===== SOURCE DATA =====

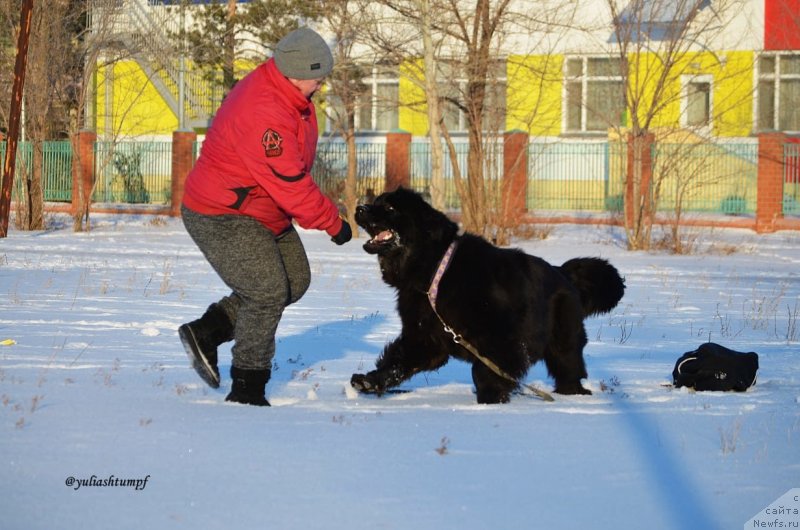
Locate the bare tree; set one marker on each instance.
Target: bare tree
(345, 20)
(463, 48)
(225, 32)
(655, 42)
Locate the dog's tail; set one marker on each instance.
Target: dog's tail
(598, 282)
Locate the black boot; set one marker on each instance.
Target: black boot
(200, 339)
(248, 386)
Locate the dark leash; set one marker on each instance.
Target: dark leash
(432, 293)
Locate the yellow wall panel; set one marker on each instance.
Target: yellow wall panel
(533, 99)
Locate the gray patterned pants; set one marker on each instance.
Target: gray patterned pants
(265, 273)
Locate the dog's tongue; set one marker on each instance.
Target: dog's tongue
(383, 236)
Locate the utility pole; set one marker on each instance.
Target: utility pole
(14, 115)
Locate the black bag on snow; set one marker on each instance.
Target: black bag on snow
(715, 367)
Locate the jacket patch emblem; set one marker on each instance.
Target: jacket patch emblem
(272, 143)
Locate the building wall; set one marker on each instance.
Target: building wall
(535, 92)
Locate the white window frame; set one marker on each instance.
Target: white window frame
(584, 79)
(686, 81)
(373, 81)
(461, 83)
(776, 77)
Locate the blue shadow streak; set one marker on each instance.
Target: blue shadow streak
(667, 472)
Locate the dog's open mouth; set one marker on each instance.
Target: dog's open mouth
(381, 240)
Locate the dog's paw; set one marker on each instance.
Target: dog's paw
(366, 384)
(572, 389)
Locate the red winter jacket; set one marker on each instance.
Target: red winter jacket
(257, 157)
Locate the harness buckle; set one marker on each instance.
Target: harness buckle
(456, 337)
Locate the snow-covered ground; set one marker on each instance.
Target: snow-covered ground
(96, 395)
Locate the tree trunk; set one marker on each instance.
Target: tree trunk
(437, 186)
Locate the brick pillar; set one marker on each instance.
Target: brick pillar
(515, 177)
(398, 160)
(182, 162)
(769, 199)
(647, 177)
(83, 170)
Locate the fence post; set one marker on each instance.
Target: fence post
(83, 171)
(647, 176)
(398, 166)
(515, 177)
(182, 162)
(769, 198)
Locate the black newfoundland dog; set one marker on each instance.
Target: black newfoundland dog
(512, 308)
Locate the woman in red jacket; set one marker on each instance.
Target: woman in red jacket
(251, 181)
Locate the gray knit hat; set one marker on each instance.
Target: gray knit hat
(303, 54)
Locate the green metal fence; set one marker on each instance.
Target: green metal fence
(56, 169)
(330, 168)
(576, 176)
(713, 178)
(133, 172)
(562, 176)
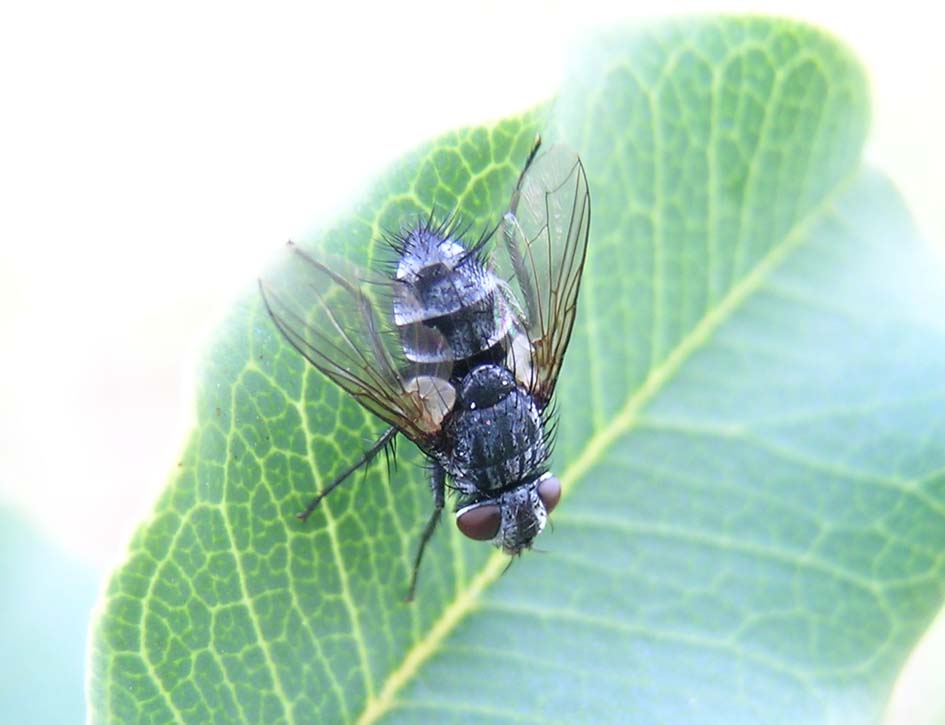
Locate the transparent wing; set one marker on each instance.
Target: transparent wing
(545, 236)
(337, 315)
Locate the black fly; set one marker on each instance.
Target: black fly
(458, 347)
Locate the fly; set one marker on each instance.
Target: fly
(457, 346)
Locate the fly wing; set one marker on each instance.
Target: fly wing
(337, 315)
(545, 236)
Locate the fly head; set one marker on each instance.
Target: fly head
(512, 519)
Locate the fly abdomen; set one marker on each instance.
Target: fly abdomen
(496, 431)
(447, 305)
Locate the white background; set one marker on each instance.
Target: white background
(151, 157)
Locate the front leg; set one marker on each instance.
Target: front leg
(438, 484)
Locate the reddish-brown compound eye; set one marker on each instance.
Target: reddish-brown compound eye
(549, 491)
(480, 523)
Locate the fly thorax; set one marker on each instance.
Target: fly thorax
(447, 305)
(496, 431)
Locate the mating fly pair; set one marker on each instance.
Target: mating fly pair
(458, 347)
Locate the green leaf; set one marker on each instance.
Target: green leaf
(751, 440)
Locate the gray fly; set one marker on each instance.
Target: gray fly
(457, 346)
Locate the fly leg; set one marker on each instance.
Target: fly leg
(386, 437)
(438, 484)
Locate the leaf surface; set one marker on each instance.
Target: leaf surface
(751, 440)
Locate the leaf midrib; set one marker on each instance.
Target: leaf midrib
(623, 422)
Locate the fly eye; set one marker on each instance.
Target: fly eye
(549, 491)
(480, 523)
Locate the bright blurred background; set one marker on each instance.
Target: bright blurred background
(151, 157)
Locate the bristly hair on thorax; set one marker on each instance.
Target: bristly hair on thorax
(451, 226)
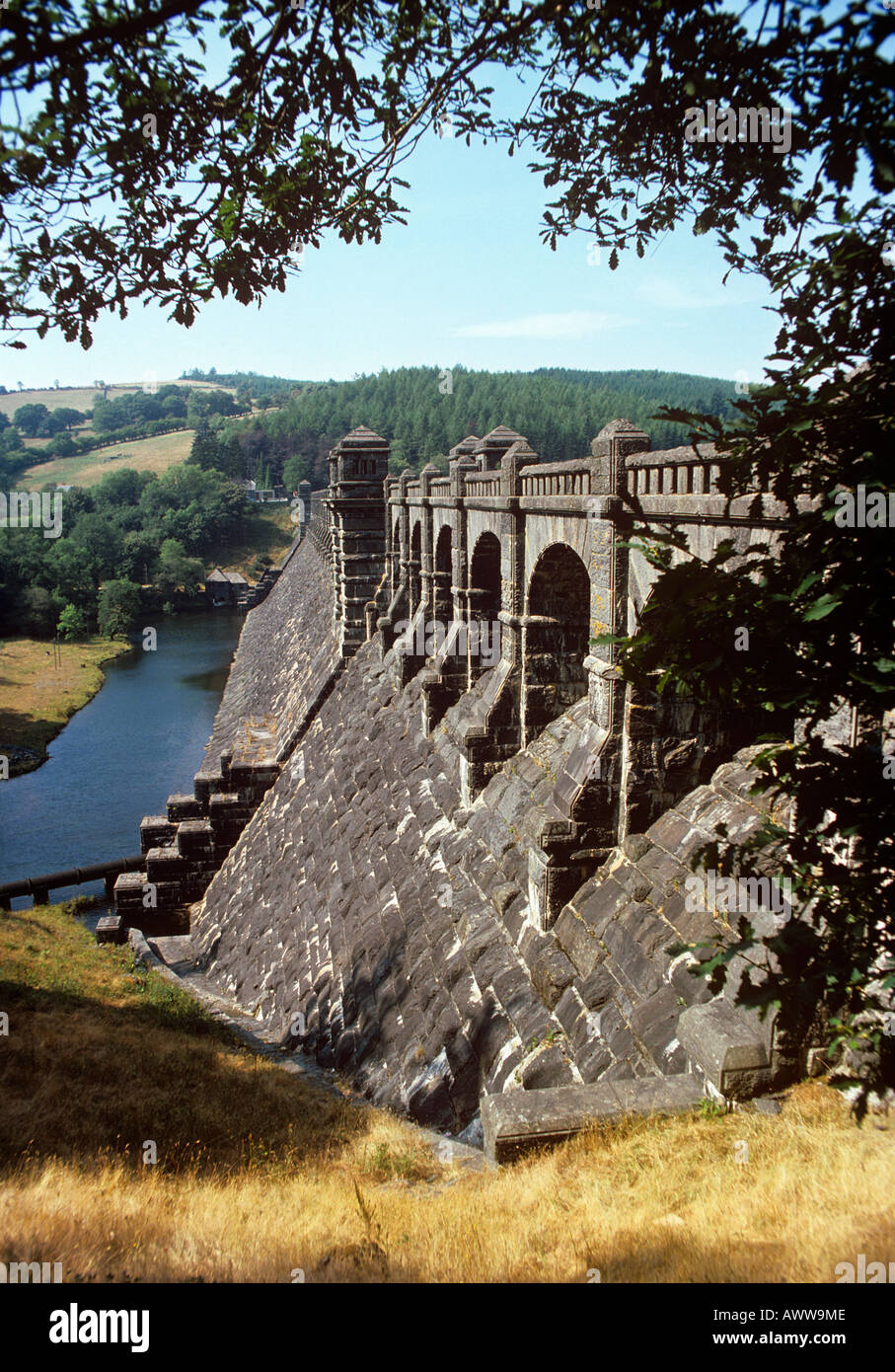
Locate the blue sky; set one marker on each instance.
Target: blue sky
(466, 280)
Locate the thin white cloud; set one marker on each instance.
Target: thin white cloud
(571, 324)
(670, 295)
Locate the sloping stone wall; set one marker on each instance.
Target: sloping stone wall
(399, 925)
(285, 657)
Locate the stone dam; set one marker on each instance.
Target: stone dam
(436, 840)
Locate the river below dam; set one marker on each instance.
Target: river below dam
(118, 759)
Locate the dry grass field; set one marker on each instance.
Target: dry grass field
(143, 454)
(37, 699)
(261, 1178)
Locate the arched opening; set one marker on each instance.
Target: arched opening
(485, 604)
(557, 637)
(414, 569)
(443, 605)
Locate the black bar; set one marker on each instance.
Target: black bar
(76, 877)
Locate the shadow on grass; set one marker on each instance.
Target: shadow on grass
(84, 1080)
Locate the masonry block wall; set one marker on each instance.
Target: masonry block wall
(466, 875)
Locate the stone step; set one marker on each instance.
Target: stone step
(518, 1121)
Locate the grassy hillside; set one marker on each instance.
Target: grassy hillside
(37, 699)
(83, 397)
(260, 1174)
(144, 454)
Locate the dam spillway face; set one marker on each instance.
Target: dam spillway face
(433, 838)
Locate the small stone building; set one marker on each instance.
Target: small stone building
(225, 587)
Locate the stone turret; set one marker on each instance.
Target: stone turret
(355, 499)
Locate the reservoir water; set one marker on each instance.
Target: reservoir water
(118, 759)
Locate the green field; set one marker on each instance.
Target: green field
(83, 397)
(143, 454)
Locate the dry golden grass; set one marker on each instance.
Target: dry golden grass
(261, 1175)
(143, 454)
(37, 699)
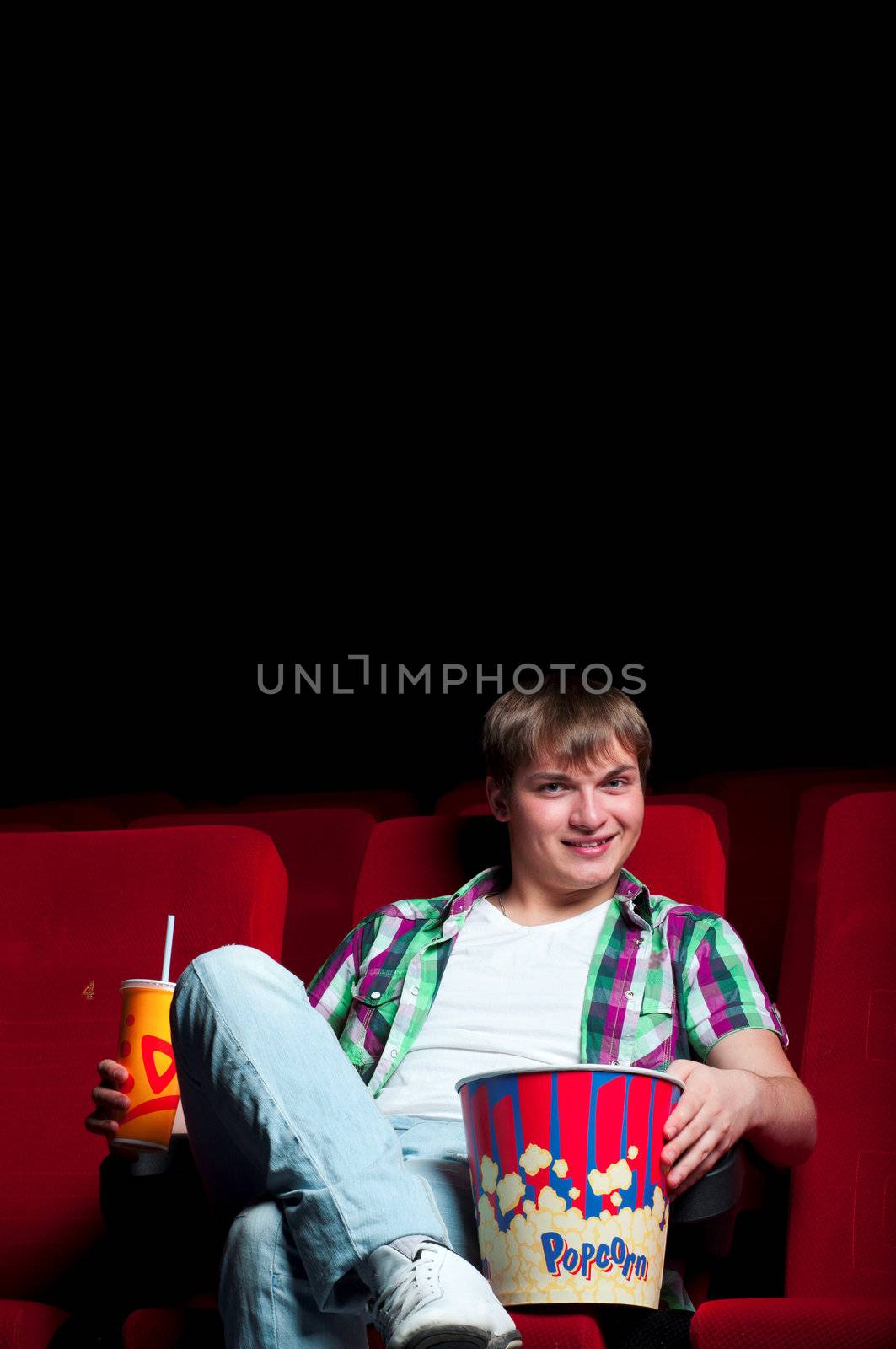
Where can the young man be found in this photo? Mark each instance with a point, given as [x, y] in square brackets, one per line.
[347, 1150]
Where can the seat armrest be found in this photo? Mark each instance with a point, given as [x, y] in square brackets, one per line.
[714, 1194]
[702, 1221]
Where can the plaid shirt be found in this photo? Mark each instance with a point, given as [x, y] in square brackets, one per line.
[666, 981]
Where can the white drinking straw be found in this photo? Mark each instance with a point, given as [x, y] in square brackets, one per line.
[169, 938]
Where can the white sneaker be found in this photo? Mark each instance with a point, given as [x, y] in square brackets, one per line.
[436, 1299]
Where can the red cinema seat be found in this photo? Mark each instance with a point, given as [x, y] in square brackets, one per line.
[384, 804]
[473, 793]
[29, 1325]
[679, 854]
[61, 815]
[321, 852]
[799, 937]
[428, 856]
[81, 914]
[763, 809]
[841, 1244]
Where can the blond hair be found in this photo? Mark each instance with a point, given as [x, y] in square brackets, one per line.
[572, 728]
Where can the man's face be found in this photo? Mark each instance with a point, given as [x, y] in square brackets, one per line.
[548, 811]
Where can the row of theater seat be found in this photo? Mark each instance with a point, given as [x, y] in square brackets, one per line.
[84, 907]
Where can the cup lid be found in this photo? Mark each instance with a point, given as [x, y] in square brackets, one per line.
[146, 984]
[614, 1069]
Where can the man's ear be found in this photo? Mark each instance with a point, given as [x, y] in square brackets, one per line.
[496, 800]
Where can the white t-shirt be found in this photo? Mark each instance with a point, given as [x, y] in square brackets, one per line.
[510, 997]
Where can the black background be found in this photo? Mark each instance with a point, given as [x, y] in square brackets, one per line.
[170, 715]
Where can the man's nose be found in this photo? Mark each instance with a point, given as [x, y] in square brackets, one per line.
[588, 813]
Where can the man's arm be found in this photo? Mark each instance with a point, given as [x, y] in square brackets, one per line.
[745, 1089]
[784, 1121]
[330, 991]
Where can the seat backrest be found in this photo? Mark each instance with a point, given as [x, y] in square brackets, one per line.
[323, 853]
[81, 912]
[61, 815]
[384, 804]
[799, 935]
[844, 1200]
[679, 854]
[763, 807]
[473, 793]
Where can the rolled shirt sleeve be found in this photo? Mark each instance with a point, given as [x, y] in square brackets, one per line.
[330, 991]
[722, 988]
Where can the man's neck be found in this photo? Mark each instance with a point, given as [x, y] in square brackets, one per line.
[537, 914]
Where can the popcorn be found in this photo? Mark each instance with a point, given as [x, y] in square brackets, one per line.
[621, 1252]
[534, 1159]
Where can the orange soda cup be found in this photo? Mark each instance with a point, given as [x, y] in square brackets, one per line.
[145, 1050]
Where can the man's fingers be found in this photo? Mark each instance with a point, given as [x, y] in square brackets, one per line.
[112, 1070]
[111, 1099]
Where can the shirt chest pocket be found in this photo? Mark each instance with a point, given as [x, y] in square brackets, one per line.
[653, 1045]
[375, 992]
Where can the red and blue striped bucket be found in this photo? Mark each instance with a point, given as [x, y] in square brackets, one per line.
[570, 1196]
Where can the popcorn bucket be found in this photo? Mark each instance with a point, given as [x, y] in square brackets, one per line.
[571, 1201]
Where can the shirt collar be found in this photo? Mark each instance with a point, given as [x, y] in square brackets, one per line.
[632, 895]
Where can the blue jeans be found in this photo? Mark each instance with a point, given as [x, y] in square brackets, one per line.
[290, 1143]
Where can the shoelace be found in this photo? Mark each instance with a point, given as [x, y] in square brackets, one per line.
[405, 1295]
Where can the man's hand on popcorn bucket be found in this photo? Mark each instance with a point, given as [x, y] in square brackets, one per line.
[714, 1110]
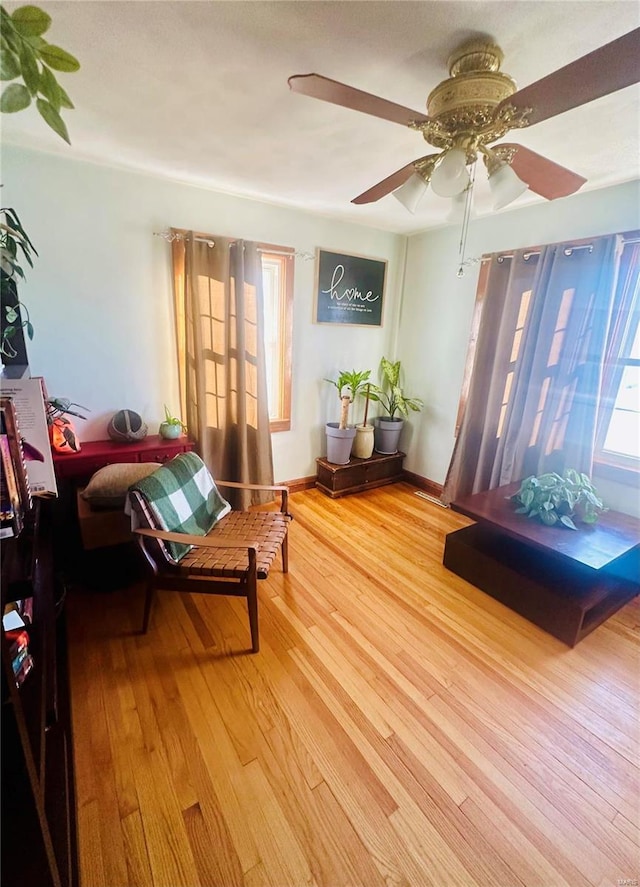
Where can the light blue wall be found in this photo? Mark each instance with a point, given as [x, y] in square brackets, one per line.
[100, 296]
[100, 293]
[437, 308]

=====

TASK GOAL
Copy the records word for word, beginning at the line that contains "Where can the man's hand" and continuing through the final line of the records. Omit the picture from your copy.

PROBLEM SOLUTION
Where can the man's hand on popcorn bucket be found in this photo? Mark each instance with a point, given as [x, y] in square brackets, one per line.
[714, 1110]
Where can the light blue wall be found in this photo? Mark each instance with a point, given as [x, y] in square brackets, one per line.
[100, 296]
[100, 293]
[437, 308]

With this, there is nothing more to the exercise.